-- Try it --
Each record that follows is to be reproduced verbatim.

§ §

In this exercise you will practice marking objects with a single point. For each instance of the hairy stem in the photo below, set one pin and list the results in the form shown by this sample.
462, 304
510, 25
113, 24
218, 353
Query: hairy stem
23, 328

§ §

-- Task solution --
In this exercise you will practice marking objects with a single point. For each instance of the hairy stem in the photo below, set one pin and list the results in the form shown by this sample.
462, 304
510, 25
113, 24
218, 353
Query: hairy stem
23, 328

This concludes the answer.